= Beginning of Section =
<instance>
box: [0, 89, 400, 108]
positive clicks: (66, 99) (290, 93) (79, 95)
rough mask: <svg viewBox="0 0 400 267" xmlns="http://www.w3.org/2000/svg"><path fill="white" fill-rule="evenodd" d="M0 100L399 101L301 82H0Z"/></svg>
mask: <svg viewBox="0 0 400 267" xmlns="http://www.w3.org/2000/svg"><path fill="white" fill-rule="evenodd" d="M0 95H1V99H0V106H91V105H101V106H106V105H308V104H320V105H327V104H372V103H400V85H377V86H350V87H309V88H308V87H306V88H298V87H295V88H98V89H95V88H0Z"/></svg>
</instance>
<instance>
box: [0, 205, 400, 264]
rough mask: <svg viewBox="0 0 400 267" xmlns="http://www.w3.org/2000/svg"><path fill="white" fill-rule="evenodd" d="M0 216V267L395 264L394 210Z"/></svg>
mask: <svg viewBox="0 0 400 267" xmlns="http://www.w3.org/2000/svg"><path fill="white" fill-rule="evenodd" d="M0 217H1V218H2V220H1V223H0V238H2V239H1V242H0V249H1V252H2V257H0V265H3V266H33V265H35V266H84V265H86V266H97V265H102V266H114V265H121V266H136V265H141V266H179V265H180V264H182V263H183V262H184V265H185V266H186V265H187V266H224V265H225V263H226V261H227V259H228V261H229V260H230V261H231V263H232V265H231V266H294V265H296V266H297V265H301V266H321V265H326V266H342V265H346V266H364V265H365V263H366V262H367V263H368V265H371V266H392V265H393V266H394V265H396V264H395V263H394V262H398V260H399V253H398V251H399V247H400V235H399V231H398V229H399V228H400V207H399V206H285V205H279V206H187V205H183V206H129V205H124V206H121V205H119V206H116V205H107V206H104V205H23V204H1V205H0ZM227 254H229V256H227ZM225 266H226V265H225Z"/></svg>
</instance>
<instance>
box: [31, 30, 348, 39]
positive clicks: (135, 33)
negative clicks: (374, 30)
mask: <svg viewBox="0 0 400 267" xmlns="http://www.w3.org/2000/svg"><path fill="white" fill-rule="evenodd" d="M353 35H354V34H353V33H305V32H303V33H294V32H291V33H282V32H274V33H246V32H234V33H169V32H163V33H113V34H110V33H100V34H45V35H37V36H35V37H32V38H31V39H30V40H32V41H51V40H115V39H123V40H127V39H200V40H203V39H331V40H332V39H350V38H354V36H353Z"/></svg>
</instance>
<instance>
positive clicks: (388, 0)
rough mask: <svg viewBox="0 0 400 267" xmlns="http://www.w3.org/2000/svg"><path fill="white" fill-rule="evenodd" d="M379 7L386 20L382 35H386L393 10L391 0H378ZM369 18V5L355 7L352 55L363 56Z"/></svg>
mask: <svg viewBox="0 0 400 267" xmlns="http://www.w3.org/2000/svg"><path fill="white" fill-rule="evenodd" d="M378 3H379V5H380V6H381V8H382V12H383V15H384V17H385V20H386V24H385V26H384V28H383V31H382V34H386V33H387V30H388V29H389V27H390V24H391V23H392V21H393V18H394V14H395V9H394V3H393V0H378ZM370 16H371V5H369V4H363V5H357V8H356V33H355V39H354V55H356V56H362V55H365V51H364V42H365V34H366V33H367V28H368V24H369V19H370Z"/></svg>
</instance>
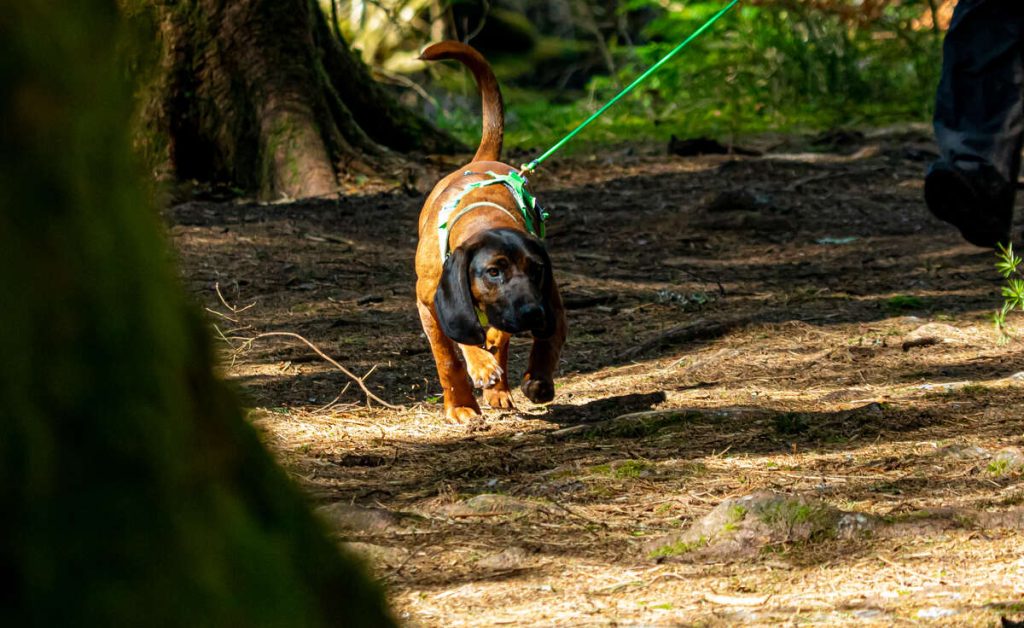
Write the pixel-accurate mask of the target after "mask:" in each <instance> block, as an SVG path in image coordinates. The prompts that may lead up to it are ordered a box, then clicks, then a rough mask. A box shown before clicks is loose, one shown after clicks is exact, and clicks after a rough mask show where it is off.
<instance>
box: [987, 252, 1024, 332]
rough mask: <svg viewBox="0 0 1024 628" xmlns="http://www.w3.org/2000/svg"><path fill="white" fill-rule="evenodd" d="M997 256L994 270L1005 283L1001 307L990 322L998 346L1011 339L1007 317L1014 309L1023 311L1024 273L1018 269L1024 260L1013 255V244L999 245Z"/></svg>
mask: <svg viewBox="0 0 1024 628" xmlns="http://www.w3.org/2000/svg"><path fill="white" fill-rule="evenodd" d="M997 255H998V257H999V261H998V262H996V264H995V268H996V269H997V270H998V271H999V275H1001V276H1002V279H1005V280H1006V282H1007V283H1006V284H1005V285H1004V286H1002V307H1000V308H999V309H998V311H996V312H995V315H993V316H992V322H993V323H994V324H995V331H996V333H997V334H998V335H999V344H1005V343H1006V342H1009V341H1010V339H1011V337H1012V336H1011V335H1010V332H1009V331H1008V330H1007V315H1009V313H1010V312H1011V311H1013V310H1015V309H1024V273H1021V269H1020V266H1021V263H1024V260H1022V259H1021V258H1020V257H1018V256H1017V255H1016V254H1015V253H1014V245H1013V244H1011V245H1008V246H1002V245H1001V244H1000V245H999V250H998V253H997Z"/></svg>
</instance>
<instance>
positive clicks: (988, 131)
mask: <svg viewBox="0 0 1024 628" xmlns="http://www.w3.org/2000/svg"><path fill="white" fill-rule="evenodd" d="M1022 41H1024V2H1021V1H1020V0H961V2H959V4H957V5H956V9H955V11H954V12H953V20H952V24H951V25H950V28H949V32H948V33H947V34H946V39H945V42H944V44H943V58H942V80H941V82H940V83H939V89H938V93H937V95H936V108H935V138H936V140H937V141H938V144H939V150H940V152H941V155H942V159H940V160H939V161H938V162H936V163H935V164H934V165H933V166H932V167H931V169H930V170H929V172H928V175H927V176H926V178H925V199H926V201H927V203H928V207H929V209H931V210H932V213H934V214H935V215H936V216H937V217H939V218H941V219H943V220H945V221H947V222H950V223H952V224H953V225H955V226H956V227H958V228H959V229H961V233H962V234H963V236H964V238H965V239H967V240H968V241H969V242H971V243H972V244H976V245H978V246H987V247H991V246H995V245H996V244H997V243H999V242H1004V243H1005V242H1009V241H1010V226H1011V222H1012V220H1013V204H1014V194H1015V191H1016V182H1017V176H1018V173H1019V170H1020V161H1021V160H1020V154H1021V140H1022V138H1024V104H1022V96H1024V94H1022V88H1024V58H1022Z"/></svg>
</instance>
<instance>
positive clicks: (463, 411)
mask: <svg viewBox="0 0 1024 628" xmlns="http://www.w3.org/2000/svg"><path fill="white" fill-rule="evenodd" d="M481 417H482V415H481V414H480V409H479V408H474V407H472V406H453V407H451V408H445V409H444V419H445V420H446V421H447V422H449V423H469V422H471V421H476V420H479V419H480V418H481Z"/></svg>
= End of Section =
Show each line in the listing above that contains the word "clicks".

▸ Exercise answer:
positive clicks: (66, 99) (290, 93) (79, 95)
positive clicks: (135, 33)
negative clicks: (374, 30)
positive clicks: (388, 0)
Write the pixel-accurate mask of the target after "mask:" in each <instance> block, as an SVG path in image coordinates. The prompts that may lead up to it are ordered a box, then clicks, then a rough mask. A box shown before clicks is loose, one shown after clicks is exact, and clicks after a rough mask show where it is off.
positive clicks: (988, 131)
positive clicks: (463, 411)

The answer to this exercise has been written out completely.